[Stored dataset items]
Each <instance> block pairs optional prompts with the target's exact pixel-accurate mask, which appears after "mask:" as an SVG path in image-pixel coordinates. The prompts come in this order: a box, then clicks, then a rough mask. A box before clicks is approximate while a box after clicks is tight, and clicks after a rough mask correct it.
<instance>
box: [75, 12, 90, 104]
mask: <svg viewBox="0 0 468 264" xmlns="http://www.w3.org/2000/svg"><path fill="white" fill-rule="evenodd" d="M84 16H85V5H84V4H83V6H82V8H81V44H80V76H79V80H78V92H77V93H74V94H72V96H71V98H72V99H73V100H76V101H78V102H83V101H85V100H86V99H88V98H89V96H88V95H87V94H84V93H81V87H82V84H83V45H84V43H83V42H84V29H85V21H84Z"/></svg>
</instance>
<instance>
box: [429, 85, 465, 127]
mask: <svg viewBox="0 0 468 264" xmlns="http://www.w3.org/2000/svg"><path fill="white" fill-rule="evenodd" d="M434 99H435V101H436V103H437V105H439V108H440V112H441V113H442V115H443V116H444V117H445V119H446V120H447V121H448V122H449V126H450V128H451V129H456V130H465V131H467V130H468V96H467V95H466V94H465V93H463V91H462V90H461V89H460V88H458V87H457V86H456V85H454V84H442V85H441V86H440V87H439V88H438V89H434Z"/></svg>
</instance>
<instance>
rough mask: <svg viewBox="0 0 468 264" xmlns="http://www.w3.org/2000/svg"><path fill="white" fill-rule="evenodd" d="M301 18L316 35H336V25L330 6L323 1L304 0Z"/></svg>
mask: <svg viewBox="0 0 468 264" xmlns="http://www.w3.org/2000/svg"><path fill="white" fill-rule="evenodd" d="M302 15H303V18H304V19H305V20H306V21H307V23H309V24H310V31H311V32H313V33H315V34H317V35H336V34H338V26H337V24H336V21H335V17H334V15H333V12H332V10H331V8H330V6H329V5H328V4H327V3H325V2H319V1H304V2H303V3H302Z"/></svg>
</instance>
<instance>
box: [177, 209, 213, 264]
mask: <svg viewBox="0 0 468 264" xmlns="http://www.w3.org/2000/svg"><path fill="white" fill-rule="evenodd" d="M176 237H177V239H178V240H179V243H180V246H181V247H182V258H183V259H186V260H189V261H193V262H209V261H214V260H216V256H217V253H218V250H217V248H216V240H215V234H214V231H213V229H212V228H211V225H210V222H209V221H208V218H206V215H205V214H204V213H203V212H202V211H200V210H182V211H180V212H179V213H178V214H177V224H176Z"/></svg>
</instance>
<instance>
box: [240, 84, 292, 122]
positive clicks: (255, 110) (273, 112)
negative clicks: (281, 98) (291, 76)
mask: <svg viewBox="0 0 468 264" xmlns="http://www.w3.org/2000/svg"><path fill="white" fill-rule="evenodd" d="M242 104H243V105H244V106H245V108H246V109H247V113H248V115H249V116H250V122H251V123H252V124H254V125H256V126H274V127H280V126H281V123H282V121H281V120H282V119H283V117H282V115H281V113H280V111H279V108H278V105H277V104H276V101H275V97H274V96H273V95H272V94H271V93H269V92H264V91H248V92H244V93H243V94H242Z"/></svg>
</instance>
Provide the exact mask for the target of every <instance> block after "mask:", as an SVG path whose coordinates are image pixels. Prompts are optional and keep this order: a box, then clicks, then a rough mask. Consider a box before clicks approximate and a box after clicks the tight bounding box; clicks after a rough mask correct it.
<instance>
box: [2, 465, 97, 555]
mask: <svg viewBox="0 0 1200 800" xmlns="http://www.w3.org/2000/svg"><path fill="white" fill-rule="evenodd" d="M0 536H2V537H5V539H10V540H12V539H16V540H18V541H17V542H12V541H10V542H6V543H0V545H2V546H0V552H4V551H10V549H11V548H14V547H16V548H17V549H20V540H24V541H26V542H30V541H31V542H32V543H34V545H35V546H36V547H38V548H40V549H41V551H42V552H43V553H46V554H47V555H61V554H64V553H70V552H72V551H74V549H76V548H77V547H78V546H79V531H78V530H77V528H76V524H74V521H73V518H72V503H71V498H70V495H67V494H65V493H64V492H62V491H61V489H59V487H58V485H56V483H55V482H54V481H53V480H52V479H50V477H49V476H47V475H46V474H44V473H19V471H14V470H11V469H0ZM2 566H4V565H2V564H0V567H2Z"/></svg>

◆ TASK: Can you arrange every line of the listing above as a JSON list of strings, one string per line, with blank lines left out?

◆ TASK RESPONSE:
[
  "Each <instance> block pairs optional prompts with the target's exact pixel-accurate mask, which appears after \"mask:\" as an SVG path in image-pixel coordinates. The prompts come in this order: a box, then clicks, then a rough mask. A box before clicks is approximate while a box after clicks is tight, and clicks after a rough mask correct it.",
  "<instance>",
  "box: [75, 12, 90, 104]",
  "mask: <svg viewBox=\"0 0 468 264\" xmlns=\"http://www.w3.org/2000/svg\"><path fill=\"white\" fill-rule=\"evenodd\" d=\"M84 16H85V5H84V4H83V6H82V8H81V44H80V76H79V80H78V92H77V93H74V94H72V96H71V98H72V99H73V100H76V101H78V102H83V101H85V100H86V99H88V98H89V96H88V95H87V94H84V93H81V87H82V84H83V45H84V43H83V42H84V29H85V21H84Z\"/></svg>",
  "</instance>",
  "<instance>",
  "box: [429, 85, 465, 127]",
  "mask: <svg viewBox=\"0 0 468 264\" xmlns=\"http://www.w3.org/2000/svg\"><path fill=\"white\" fill-rule=\"evenodd\" d=\"M434 99H435V101H436V103H437V105H439V108H440V112H441V113H442V115H443V116H444V117H445V119H446V120H447V121H448V122H449V126H450V128H451V129H456V130H465V131H467V130H468V96H467V95H466V94H465V93H463V91H462V90H461V89H460V88H458V87H457V86H456V85H454V84H442V85H441V86H440V87H439V88H438V89H434Z\"/></svg>",
  "</instance>",
  "<instance>",
  "rough mask: <svg viewBox=\"0 0 468 264\" xmlns=\"http://www.w3.org/2000/svg\"><path fill=\"white\" fill-rule=\"evenodd\" d=\"M301 18L316 35H336V25L330 6L323 1L304 0Z\"/></svg>",
  "mask: <svg viewBox=\"0 0 468 264\" xmlns=\"http://www.w3.org/2000/svg\"><path fill=\"white\" fill-rule=\"evenodd\" d=\"M302 15H303V18H304V19H305V20H306V21H307V23H309V24H310V31H311V32H313V33H315V34H317V35H336V34H338V26H337V24H336V21H335V17H334V15H333V12H332V10H331V8H330V6H329V5H328V4H327V3H325V2H319V1H304V2H303V3H302Z\"/></svg>",
  "</instance>",
  "<instance>",
  "box: [177, 209, 213, 264]",
  "mask: <svg viewBox=\"0 0 468 264\" xmlns=\"http://www.w3.org/2000/svg\"><path fill=\"white\" fill-rule=\"evenodd\" d=\"M176 237H177V239H178V240H179V243H180V246H181V247H182V258H183V259H186V260H189V261H193V262H209V261H214V260H216V256H217V253H218V250H217V248H216V240H215V234H214V231H213V229H212V228H211V225H210V222H209V221H208V218H206V215H205V214H204V213H203V212H202V211H200V210H182V211H180V212H179V213H178V214H177V224H176Z\"/></svg>",
  "</instance>",
  "<instance>",
  "box: [240, 84, 292, 122]",
  "positive clicks: (255, 110) (273, 112)",
  "negative clicks: (281, 98) (291, 76)",
  "mask: <svg viewBox=\"0 0 468 264\" xmlns=\"http://www.w3.org/2000/svg\"><path fill=\"white\" fill-rule=\"evenodd\" d=\"M242 104H243V105H244V106H245V108H246V109H247V113H248V115H249V116H250V122H251V123H252V124H254V125H256V126H274V127H280V126H281V123H282V121H281V120H282V119H283V117H282V115H281V113H280V111H279V108H278V105H277V104H276V101H275V97H274V96H273V95H272V94H271V93H269V92H264V91H248V92H244V93H243V94H242Z\"/></svg>",
  "</instance>",
  "Provide the exact mask for the target of every <instance> block after \"mask:\", as an SVG path whose coordinates are image pixels. Prompts are optional and keep this order: a box, then clicks, then a rough mask. Consider a box before clicks approximate and a box after clicks the tight bounding box; clicks after a rough mask correct it.",
  "<instance>",
  "box: [2, 465, 97, 555]",
  "mask: <svg viewBox=\"0 0 1200 800\" xmlns=\"http://www.w3.org/2000/svg\"><path fill=\"white\" fill-rule=\"evenodd\" d=\"M0 536H2V537H5V539H10V540H12V539H16V540H18V541H17V542H12V541H10V542H6V543H0V545H2V546H0V552H4V551H10V549H11V548H14V547H16V548H17V549H20V540H24V541H26V542H30V541H31V542H32V543H34V545H35V546H36V547H38V548H40V549H41V551H42V552H43V553H46V554H47V555H61V554H64V553H70V552H72V551H74V549H76V548H77V547H78V546H79V531H78V530H77V528H76V524H74V521H73V518H72V503H71V498H70V495H67V494H65V493H64V492H62V491H61V489H59V487H58V485H56V483H55V482H54V481H53V480H52V479H50V477H49V476H47V475H46V474H44V473H19V471H14V470H11V469H0ZM2 566H4V565H2V564H0V567H2Z\"/></svg>"
]